Extract every line of the material below verbatim, keeping each character and the line order unchanged.

»»

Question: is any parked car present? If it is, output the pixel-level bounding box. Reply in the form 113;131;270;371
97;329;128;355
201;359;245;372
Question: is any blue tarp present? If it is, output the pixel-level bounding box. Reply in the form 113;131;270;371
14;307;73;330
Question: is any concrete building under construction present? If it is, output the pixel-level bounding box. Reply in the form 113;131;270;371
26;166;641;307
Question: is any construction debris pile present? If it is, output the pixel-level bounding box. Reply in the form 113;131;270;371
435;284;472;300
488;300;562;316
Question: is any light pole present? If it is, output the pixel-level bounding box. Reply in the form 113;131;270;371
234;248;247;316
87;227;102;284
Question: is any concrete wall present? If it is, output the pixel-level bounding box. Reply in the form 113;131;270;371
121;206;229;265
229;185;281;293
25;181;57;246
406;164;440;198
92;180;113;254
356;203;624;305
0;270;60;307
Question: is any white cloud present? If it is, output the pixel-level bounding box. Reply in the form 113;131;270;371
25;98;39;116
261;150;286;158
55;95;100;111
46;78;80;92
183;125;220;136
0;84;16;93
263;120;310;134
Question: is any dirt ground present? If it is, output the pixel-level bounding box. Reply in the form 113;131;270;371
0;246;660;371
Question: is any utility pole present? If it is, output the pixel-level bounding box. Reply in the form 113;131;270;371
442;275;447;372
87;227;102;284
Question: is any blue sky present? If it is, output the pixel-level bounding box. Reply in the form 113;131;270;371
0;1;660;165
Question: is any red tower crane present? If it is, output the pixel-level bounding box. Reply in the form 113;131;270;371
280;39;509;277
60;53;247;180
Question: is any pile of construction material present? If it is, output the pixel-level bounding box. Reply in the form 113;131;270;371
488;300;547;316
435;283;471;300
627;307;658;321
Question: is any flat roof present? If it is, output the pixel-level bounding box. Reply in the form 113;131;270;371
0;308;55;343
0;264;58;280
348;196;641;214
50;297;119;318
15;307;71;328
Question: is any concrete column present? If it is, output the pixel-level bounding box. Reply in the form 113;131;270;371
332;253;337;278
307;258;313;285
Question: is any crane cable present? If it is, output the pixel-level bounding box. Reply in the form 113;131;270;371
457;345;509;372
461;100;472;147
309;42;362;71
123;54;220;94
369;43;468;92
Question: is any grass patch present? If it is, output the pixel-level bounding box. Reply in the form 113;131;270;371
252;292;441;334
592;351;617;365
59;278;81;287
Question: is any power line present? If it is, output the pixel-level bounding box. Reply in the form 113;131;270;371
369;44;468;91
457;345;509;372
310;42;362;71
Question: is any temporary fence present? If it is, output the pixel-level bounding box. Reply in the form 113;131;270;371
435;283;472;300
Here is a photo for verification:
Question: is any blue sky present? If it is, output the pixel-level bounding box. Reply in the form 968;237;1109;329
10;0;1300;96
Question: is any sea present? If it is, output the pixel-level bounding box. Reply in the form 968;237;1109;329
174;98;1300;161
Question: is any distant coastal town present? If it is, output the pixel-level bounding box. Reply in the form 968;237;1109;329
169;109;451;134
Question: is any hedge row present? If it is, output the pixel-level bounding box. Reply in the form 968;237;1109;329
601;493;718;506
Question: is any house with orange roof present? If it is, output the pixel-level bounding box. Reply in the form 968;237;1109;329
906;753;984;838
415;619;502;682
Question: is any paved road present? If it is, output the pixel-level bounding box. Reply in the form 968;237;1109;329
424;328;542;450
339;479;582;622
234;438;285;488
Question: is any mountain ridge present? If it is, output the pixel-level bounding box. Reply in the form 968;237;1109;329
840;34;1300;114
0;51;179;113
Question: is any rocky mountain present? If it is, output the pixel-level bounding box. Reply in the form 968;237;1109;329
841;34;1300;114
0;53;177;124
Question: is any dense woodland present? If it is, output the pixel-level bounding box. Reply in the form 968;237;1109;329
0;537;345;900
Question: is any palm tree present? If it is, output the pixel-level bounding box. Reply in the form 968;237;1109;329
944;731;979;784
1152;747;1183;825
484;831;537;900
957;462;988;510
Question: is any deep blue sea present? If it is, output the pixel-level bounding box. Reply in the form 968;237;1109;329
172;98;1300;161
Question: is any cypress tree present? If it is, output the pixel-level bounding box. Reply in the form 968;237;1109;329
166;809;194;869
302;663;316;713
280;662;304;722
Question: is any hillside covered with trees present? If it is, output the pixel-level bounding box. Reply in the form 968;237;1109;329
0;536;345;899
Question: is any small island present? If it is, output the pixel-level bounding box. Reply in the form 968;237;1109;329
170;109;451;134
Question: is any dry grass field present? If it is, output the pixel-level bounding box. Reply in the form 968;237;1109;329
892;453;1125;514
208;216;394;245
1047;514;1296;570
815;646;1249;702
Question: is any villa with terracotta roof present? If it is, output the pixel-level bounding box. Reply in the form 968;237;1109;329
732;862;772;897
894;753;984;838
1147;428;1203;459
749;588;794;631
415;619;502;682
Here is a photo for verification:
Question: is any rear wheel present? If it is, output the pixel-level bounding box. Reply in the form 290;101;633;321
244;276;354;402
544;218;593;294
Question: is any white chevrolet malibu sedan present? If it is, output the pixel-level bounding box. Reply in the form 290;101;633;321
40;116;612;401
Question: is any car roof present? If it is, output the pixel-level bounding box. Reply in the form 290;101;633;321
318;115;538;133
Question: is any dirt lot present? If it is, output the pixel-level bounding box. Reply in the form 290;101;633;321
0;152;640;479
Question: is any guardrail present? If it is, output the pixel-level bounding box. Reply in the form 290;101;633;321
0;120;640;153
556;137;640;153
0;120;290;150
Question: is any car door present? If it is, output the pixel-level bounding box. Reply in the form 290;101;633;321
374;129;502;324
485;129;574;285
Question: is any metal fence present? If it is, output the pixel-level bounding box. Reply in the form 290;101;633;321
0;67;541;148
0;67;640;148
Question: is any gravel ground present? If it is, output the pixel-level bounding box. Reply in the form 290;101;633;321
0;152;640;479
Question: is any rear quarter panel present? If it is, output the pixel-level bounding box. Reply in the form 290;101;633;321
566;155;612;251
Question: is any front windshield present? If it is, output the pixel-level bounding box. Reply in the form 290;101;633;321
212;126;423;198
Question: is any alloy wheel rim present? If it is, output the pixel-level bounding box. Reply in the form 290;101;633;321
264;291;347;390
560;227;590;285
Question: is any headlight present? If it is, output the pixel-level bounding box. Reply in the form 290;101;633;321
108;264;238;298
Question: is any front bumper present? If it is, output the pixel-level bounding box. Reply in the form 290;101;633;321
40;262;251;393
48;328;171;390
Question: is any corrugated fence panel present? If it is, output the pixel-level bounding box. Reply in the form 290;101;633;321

««

**ANSWER TO THE TASK**
Question: is any parked car present? If it is, output the pixel-level bounding box. Reply in the form 113;131;270;371
97;329;128;355
201;359;245;372
Question: is any blue tarp present? If it is, output the pixel-level bounding box. Reply in the form 113;131;270;371
14;307;73;330
Question: is any concrete building under construction present? If it is, output the pixel-level bounding box. Reply in the form 113;131;270;371
26;166;641;307
Question: is any construction debris pile present? If it is, output the pixel-level bounding box. Reply in the form 113;131;270;371
435;284;472;300
488;300;562;316
Question: is any light pole present? If it is, output the pixel-level bounding box. Reply in the form 113;131;270;371
234;248;247;316
87;227;102;284
Question: is any concrete wall present? If it is, output the pixel-level bounding box. Reply in the form 113;131;270;371
121;206;229;265
229;185;281;293
25;181;57;246
406;164;440;198
92;180;113;254
356;203;624;305
0;270;60;307
Question: is any white cloud present? If it is, output the pixel-level bounding box. Reply in the form 113;131;270;371
25;98;39;116
261;150;286;158
55;95;100;111
46;78;80;92
183;125;220;136
0;84;16;93
263;120;310;134
Question: is any dirt ground present? If it is, output the pixel-level bounding box. Reply in the form 113;131;270;371
0;246;660;371
Question: is any utility pole present? If it is, output the pixel-level bounding box. Reply in the form 113;131;270;371
442;275;447;372
87;227;102;284
Question: is any blue sky present? If it is, output the pixel-level bounding box. Reply in the form 113;131;270;371
0;1;660;165
Question: is any red tower crane present? If it is, output the pixel-level bounding box. Reply in the form 113;131;270;371
280;39;509;277
60;53;247;180
Question: is any pile of construction material present? If it is, output the pixel-level bounding box. Reply in the form 113;131;270;371
488;300;547;316
435;283;471;300
627;307;658;321
Question: is any flat roof present? If it is, output the pixel-level bounding box. Reply in the form 113;131;270;371
0;308;55;343
0;264;58;280
348;196;641;214
50;297;119;318
15;307;71;328
Question: is any concrete column present? If it is, output the pixel-level bounding box. Reply in the form 113;131;270;371
332;253;337;278
307;258;313;285
Question: is any crane cable present? If it is, output the pixel-level bounding box. Reply in the form 113;131;270;371
457;345;509;372
461;100;472;147
309;42;362;71
123;54;220;94
369;43;468;92
Question: is any grass patch present? If it is, output the pixel-level bounding box. Reply in the form 113;131;270;371
252;292;441;334
592;351;617;365
59;278;81;287
Question: is any power line present? If it is, output the pixel-level bounding box. Reply in the form 113;131;270;371
369;44;468;91
457;345;509;372
310;42;362;71
Question: is any temporary fence present? If it is, output the pixel-level bounding box. Reply in the form 113;131;270;371
435;283;472;300
Here is a photo for verification:
Question: is any blue sky present? If it is, output the pixel-level bounding box. Reply in the form 968;237;1109;329
10;0;1300;96
Question: is any sea present? If it is, output the pixel-level bounding box. Reply in the form 968;237;1109;329
174;98;1300;161
Question: is any distant coastal town present? If it is, output the pixel-level bounding box. Reply in the form 968;237;1109;329
169;109;451;134
Question: is any hedge row present? If it is, output the pixel-level bounding box. Reply in the form 968;237;1109;329
601;493;718;506
Question: is any house with orange roof present? If it is, output the pixel-level bounding box. Reply in the form 968;237;1109;329
906;753;984;838
415;619;502;682
Question: is any paved road present? If it is, output the pixel-level bounding box. Reply in the form 968;237;1109;329
424;328;542;450
339;479;582;622
234;438;285;488
Question: is any mountain ridge present? If it is, output the pixel-level bounding box. Reply in the form 968;237;1109;329
840;34;1300;114
0;51;179;113
Question: is any rocky mountain present? If it is, output the pixel-level bounding box. Reply in the form 968;237;1109;329
841;34;1300;114
0;53;177;124
Question: is any dense woodland present? If it is, output the pixel-level bounding box. Reply in the form 968;237;1109;329
0;537;345;900
Question: is any palm tree present? If it is, output the pixel-level bounding box. Reply in the form 968;237;1109;329
944;731;979;784
1152;747;1183;825
484;831;537;900
957;462;988;510
Question: is any deep blue sea present? If it is, output the pixel-level bounding box. Reply in the form 968;237;1109;329
172;98;1300;161
Question: is any cypress tree present? If it is, output the pixel-level bounding box. Reply in the form 968;237;1109;329
166;809;194;869
302;663;316;713
280;662;304;722
Question: is any hillside covered with trees present? If it is, output the pixel-level bounding box. Reply in the form 968;237;1109;329
0;536;345;899
Question: is any small island present? If it is, output the pixel-level bounding box. Reply in the form 968;237;1109;329
170;109;451;134
Question: is any dry grass field present? If it is, output the pixel-level bounding box. Reply in the form 968;237;1109;329
892;453;1125;514
208;216;394;245
1047;514;1296;570
815;646;1249;702
Question: is any villa with terracotta roof present? If it is, output the pixel-level bounding box. Reply in the form 968;237;1109;329
732;862;772;897
894;753;984;838
1147;428;1203;459
749;588;794;631
415;619;502;682
Here is a photo for verification:
Question: is any rear wheel present? If it is, output the pixel-level bounding box. Reply in the form 290;101;633;321
244;276;354;402
544;218;593;294
Question: is any white chevrolet malibu sedan present? If it is, output the pixel-level bounding box. Reply in the form 290;101;633;321
40;116;612;401
Question: is any car roof present? If it is, output the pixel-level bounding box. Reply in the form 290;101;633;321
318;115;538;133
Question: is any dirt lot present? If it is, output the pixel-level bounding box. Reply in the form 290;101;633;321
0;152;640;479
Question: is any guardrail present? If it is, output the pixel-level bounding box. Reply in the form 290;101;633;321
0;120;640;153
556;137;640;153
0;120;290;150
Question: is any car door present? If it is, output the pixel-level bounding box. Reply in the form 290;101;633;321
374;129;502;324
485;129;574;285
Question: is any metal fence present? If it is, output the pixel-level bounding box. Reply in the form 290;101;633;321
0;67;541;148
0;67;640;148
Question: is any gravel ground present? If it is, output the pixel-level bounding box. Reply in the form 290;101;633;321
0;152;640;479
Question: is any rear quarter panel present? If it is, output the pixel-level bounding box. Reply in the form 290;101;633;321
566;155;612;251
Question: is any front windshield present? If it is, output the pixel-level bounding box. Reply in the form 290;101;633;321
212;126;423;198
Question: is any alloy wheel rim present? If it is, output the pixel-level bounding box. Reply in the form 290;101;633;321
264;291;347;390
560;227;590;285
Question: is any headlight present? If it is, output the pixel-level bounding box. Reply in the form 290;101;633;321
108;264;238;298
Question: is any front bumper present? If it is, output the pixel-level bounding box. Reply in the form 290;101;633;321
40;262;251;393
48;328;171;390
Question: is any corrugated fence panel present? If it is, output the pixel-level bounding box. Reply in the form 290;101;633;321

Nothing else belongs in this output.